■ **PROVIDED PASSAGE**:
LCORE-1179: Update metadata extraction from chunks #1073

are-ces · 2026-01-28T15:57:27Z

Description

now extracting doc_title, doc_url, doc_id from the "attributes" in response
added doc_id to keep a link between rag_chunks and referenced_docs
removed chunk metadata extraction from results which are not "type": "file_search_call"
deleted deprecated method in old query endpoint

Important change

There is an additional field in the referenced_documents field: doc_id- which points to the OpenAI Files object created by llama-stack has been added to the attributes of referenced_documents.

E.g.

"referenced_documents":` [
    {
      "doc_url": "https://www.redhat.com/openshift_docs/virt/about_virt/about-virt.txt",
      "doc_title": "About OpenShift Virtualization",
      "doc_id": "file-6376556fe5b8435d830140109b73834e"
    }
],
"rag_chunks": [
    {
      "content": "# About OpenShift [...]",
      "source": "file-6376556fe5b8435d830140109b73834e",
      "score": 2.5908213494396537
    }
]

The reason is to keep a link between referenced_documents and rag_chunks in the query endpoint.

■ **GIVEN RECORDS**:
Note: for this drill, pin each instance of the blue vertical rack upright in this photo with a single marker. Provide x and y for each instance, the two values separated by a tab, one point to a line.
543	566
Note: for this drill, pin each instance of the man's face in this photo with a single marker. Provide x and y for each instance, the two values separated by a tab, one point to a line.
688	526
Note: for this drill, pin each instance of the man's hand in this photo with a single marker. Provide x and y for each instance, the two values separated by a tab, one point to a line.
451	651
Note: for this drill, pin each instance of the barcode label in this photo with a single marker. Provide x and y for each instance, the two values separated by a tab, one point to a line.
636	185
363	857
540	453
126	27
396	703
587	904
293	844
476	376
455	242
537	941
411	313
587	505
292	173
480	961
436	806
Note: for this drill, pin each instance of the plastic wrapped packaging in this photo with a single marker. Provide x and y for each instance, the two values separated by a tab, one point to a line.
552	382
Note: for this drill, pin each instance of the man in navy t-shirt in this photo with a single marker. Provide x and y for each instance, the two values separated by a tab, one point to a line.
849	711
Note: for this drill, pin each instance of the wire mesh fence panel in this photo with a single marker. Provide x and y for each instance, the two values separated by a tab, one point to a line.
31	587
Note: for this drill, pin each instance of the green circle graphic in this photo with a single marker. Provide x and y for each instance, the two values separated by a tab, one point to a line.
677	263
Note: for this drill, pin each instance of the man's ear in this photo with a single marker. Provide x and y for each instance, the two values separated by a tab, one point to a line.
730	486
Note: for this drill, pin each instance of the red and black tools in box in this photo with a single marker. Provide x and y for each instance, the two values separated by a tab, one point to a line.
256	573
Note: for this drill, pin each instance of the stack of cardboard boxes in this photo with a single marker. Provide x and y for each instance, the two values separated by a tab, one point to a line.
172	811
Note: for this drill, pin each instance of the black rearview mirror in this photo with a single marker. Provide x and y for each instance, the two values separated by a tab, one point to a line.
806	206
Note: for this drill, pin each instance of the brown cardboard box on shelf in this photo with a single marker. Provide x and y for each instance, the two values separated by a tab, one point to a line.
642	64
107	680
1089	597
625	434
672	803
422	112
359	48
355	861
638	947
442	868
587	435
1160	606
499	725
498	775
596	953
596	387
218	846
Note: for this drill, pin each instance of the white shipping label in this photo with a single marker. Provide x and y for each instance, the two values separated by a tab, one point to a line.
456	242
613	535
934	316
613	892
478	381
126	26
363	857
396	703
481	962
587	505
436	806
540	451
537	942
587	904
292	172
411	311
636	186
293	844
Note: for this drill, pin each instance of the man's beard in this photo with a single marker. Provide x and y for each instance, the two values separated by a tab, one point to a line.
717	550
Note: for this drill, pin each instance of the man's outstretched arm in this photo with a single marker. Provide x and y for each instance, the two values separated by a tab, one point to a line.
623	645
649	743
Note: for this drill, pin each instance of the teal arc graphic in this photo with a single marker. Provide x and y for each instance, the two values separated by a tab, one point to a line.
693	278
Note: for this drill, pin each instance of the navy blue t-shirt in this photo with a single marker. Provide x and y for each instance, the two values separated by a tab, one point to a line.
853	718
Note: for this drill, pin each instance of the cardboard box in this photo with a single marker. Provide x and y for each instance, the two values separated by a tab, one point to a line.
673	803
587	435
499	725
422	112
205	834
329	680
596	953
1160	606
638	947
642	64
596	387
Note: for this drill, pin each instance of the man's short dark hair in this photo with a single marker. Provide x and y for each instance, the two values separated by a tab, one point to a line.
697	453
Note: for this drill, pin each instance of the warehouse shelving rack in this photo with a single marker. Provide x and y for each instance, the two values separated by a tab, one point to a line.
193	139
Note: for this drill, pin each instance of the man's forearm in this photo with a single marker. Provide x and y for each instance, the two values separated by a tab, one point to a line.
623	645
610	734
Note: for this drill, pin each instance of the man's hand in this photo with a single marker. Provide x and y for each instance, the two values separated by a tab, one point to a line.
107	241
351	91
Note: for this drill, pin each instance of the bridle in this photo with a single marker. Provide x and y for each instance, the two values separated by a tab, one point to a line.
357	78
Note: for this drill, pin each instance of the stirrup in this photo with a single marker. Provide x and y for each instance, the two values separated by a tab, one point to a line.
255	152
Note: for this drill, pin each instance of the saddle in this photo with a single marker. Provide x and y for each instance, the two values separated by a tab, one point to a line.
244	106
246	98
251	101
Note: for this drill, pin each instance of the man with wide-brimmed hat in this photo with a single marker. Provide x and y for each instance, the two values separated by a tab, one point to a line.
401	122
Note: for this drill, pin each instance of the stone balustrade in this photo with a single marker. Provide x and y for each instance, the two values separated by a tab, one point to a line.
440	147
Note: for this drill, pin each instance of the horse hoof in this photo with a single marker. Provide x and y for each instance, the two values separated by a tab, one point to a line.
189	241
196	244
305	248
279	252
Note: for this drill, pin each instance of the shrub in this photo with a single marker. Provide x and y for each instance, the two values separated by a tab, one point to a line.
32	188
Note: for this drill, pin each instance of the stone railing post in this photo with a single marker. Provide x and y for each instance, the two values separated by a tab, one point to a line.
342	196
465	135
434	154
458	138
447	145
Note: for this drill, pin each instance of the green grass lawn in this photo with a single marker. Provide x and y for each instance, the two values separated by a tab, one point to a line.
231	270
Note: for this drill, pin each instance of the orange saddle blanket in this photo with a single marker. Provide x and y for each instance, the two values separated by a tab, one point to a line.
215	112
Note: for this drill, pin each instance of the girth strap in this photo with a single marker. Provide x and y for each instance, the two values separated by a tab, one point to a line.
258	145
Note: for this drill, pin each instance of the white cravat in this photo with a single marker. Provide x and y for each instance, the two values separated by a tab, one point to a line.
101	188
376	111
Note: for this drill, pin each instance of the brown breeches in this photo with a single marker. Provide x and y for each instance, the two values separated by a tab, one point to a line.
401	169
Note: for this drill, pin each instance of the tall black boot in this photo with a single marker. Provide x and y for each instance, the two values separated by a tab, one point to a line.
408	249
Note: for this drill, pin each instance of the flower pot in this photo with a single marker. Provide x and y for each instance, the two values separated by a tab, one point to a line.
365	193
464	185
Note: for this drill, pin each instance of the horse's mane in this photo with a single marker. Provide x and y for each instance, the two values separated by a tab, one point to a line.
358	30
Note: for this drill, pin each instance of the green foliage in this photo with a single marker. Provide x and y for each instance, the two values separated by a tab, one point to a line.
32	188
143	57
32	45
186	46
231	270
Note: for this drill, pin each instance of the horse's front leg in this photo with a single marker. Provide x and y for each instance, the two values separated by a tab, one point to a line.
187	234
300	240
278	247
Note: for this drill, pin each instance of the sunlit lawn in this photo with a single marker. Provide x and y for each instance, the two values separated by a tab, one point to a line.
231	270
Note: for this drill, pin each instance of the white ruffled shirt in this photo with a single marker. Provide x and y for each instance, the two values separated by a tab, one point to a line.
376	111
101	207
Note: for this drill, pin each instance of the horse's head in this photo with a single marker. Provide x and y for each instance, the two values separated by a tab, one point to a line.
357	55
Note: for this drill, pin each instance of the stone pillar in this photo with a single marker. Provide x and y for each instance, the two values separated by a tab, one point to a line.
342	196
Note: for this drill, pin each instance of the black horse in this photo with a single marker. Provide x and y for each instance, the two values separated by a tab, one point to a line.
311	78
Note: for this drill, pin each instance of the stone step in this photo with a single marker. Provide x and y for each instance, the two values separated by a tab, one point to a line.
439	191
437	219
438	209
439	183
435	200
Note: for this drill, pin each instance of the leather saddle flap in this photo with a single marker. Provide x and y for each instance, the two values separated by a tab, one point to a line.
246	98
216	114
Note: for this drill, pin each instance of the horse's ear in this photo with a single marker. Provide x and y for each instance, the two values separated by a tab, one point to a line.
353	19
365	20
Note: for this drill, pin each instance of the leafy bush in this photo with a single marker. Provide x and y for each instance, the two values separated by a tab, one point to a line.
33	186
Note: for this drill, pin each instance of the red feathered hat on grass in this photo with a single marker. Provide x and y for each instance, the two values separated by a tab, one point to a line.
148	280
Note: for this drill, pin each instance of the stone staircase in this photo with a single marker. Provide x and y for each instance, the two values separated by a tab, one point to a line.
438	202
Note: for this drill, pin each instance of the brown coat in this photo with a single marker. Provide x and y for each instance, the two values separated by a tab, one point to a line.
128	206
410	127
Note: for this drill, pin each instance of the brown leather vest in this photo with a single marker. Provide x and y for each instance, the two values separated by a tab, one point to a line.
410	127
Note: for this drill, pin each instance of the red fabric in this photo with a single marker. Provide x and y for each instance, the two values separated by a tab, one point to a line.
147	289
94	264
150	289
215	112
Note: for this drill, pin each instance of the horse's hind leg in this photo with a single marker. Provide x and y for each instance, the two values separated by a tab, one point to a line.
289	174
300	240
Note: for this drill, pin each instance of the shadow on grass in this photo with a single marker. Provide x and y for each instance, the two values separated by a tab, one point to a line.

■ **PROBLEMS TO SOLVE**:
- 1) According to the pull request description, why was doc_id added?
- 2) Rewrite the pull request description, starting with "LCORE-1179: Update metadata" and going on through "attributes of referenced_documents.", with "deprecated" replaced by "obsolete".

■ **RESPONSES BY ITEM NUMBER**:
- 1) To keep a link between rag_chunks and referenced_docs.

- 2)
LCORE-1179: Update metadata extraction from chunks #1073

are-ces · 2026-01-28T15:57:27Z

Description

now extracting doc_title, doc_url, doc_id from the "attributes" in response
added doc_id to keep a link between rag_chunks and referenced_docs
removed chunk metadata extraction from results which are not "type": "file_search_call"
deleted obsolete method in old query endpoint

Important change

There is an additional field in the referenced_documents field: doc_id- which points to the OpenAI Files object created by llama-stack has been added to the attributes of referenced_documents.